Count the lines in the data below that contain the string "building". Reply with the number alone.

Rows from a dataset for box labeling:
• • •

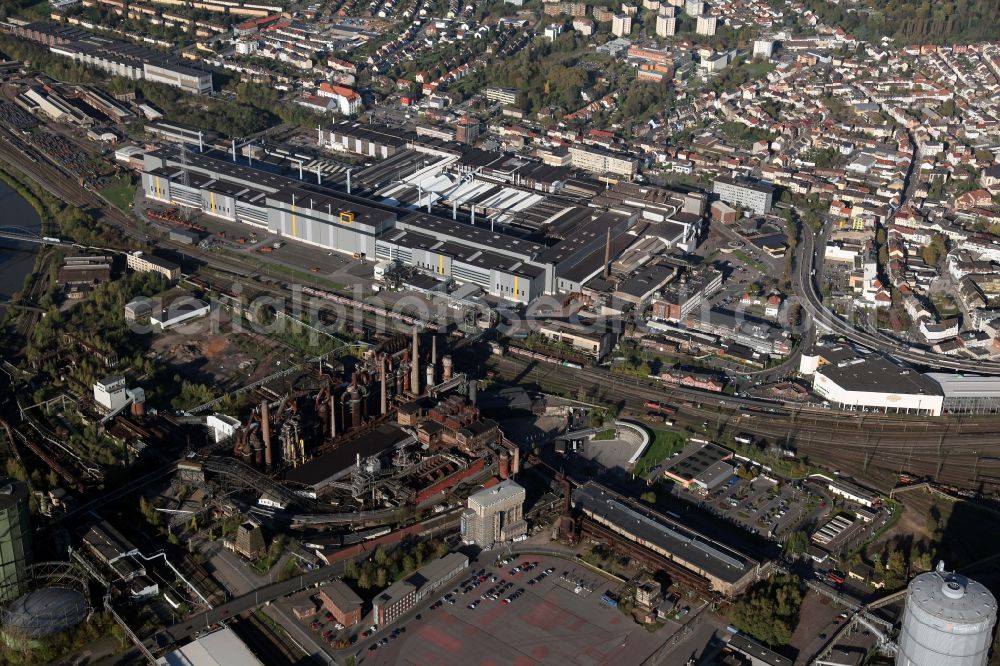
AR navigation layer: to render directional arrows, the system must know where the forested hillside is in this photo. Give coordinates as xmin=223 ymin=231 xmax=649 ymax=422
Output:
xmin=806 ymin=0 xmax=1000 ymax=44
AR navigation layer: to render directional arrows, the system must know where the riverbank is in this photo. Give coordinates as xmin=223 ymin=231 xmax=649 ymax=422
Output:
xmin=0 ymin=168 xmax=45 ymax=309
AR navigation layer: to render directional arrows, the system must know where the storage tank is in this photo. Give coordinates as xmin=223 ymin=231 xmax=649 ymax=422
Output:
xmin=896 ymin=563 xmax=997 ymax=666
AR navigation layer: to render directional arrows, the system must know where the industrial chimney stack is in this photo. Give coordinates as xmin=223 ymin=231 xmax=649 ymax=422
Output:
xmin=604 ymin=227 xmax=611 ymax=280
xmin=260 ymin=400 xmax=274 ymax=471
xmin=410 ymin=326 xmax=420 ymax=395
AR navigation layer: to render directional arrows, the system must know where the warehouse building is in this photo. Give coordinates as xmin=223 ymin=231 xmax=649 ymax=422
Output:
xmin=2 ymin=21 xmax=214 ymax=95
xmin=926 ymin=372 xmax=1000 ymax=414
xmin=813 ymin=354 xmax=944 ymax=416
xmin=663 ymin=442 xmax=735 ymax=492
xmin=462 ymin=480 xmax=528 ymax=550
xmin=572 ymin=481 xmax=760 ymax=597
xmin=125 ymin=250 xmax=181 ymax=282
xmin=143 ymin=148 xmax=648 ymax=303
xmin=156 ymin=627 xmax=263 ymax=666
xmin=569 ymin=145 xmax=639 ymax=180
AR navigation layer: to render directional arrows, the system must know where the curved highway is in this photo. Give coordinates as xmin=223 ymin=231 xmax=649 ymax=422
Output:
xmin=792 ymin=202 xmax=1000 ymax=374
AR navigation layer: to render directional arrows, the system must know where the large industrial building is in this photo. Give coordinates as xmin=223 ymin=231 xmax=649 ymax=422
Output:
xmin=799 ymin=341 xmax=944 ymax=416
xmin=0 ymin=479 xmax=31 ymax=603
xmin=926 ymin=372 xmax=1000 ymax=414
xmin=142 ymin=141 xmax=704 ymax=303
xmin=573 ymin=481 xmax=760 ymax=597
xmin=0 ymin=21 xmax=213 ymax=95
xmin=372 ymin=553 xmax=469 ymax=627
xmin=896 ymin=563 xmax=997 ymax=666
xmin=462 ymin=480 xmax=528 ymax=550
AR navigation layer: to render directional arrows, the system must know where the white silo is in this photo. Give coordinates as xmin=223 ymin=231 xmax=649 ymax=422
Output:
xmin=896 ymin=562 xmax=997 ymax=666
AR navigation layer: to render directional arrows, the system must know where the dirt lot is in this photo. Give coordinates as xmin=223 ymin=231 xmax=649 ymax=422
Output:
xmin=787 ymin=592 xmax=844 ymax=663
xmin=869 ymin=490 xmax=1000 ymax=569
xmin=150 ymin=315 xmax=282 ymax=389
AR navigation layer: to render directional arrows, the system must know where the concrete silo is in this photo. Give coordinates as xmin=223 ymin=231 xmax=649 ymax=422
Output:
xmin=0 ymin=478 xmax=31 ymax=603
xmin=896 ymin=563 xmax=997 ymax=666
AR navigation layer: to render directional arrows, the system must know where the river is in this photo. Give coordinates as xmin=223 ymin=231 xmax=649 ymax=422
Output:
xmin=0 ymin=180 xmax=42 ymax=300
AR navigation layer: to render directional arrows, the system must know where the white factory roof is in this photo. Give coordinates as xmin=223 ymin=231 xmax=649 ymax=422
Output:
xmin=156 ymin=628 xmax=264 ymax=666
xmin=926 ymin=372 xmax=1000 ymax=398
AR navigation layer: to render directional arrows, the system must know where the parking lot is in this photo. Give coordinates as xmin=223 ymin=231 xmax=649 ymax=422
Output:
xmin=675 ymin=476 xmax=829 ymax=540
xmin=357 ymin=556 xmax=679 ymax=666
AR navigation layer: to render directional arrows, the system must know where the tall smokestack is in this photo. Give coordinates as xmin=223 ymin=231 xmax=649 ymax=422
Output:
xmin=604 ymin=227 xmax=611 ymax=280
xmin=410 ymin=326 xmax=420 ymax=395
xmin=378 ymin=356 xmax=388 ymax=416
xmin=260 ymin=400 xmax=274 ymax=470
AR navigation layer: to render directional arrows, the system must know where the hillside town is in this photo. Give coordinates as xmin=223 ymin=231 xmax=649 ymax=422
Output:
xmin=0 ymin=0 xmax=1000 ymax=666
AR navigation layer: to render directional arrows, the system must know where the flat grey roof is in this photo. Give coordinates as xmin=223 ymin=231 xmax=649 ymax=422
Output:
xmin=729 ymin=634 xmax=792 ymax=666
xmin=817 ymin=355 xmax=942 ymax=395
xmin=664 ymin=442 xmax=733 ymax=481
xmin=924 ymin=372 xmax=1000 ymax=398
xmin=573 ymin=481 xmax=757 ymax=584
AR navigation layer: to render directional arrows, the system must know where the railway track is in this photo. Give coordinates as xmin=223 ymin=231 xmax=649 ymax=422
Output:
xmin=488 ymin=357 xmax=1000 ymax=490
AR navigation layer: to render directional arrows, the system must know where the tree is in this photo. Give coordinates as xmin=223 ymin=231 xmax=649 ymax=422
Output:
xmin=730 ymin=574 xmax=802 ymax=647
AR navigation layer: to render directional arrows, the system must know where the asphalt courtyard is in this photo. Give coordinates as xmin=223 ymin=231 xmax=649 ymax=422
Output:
xmin=358 ymin=556 xmax=677 ymax=666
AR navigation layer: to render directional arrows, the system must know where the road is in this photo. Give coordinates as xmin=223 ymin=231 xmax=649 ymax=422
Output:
xmin=792 ymin=142 xmax=1000 ymax=374
xmin=478 ymin=351 xmax=1000 ymax=491
xmin=211 ymin=548 xmax=336 ymax=664
xmin=158 ymin=562 xmax=354 ymax=649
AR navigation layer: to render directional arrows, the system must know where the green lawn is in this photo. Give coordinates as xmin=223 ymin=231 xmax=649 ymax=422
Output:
xmin=733 ymin=250 xmax=768 ymax=273
xmin=100 ymin=178 xmax=135 ymax=213
xmin=594 ymin=428 xmax=618 ymax=441
xmin=635 ymin=430 xmax=687 ymax=475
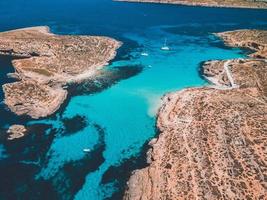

• • •

> **OUTPUT FOR THIS EXERCISE**:
2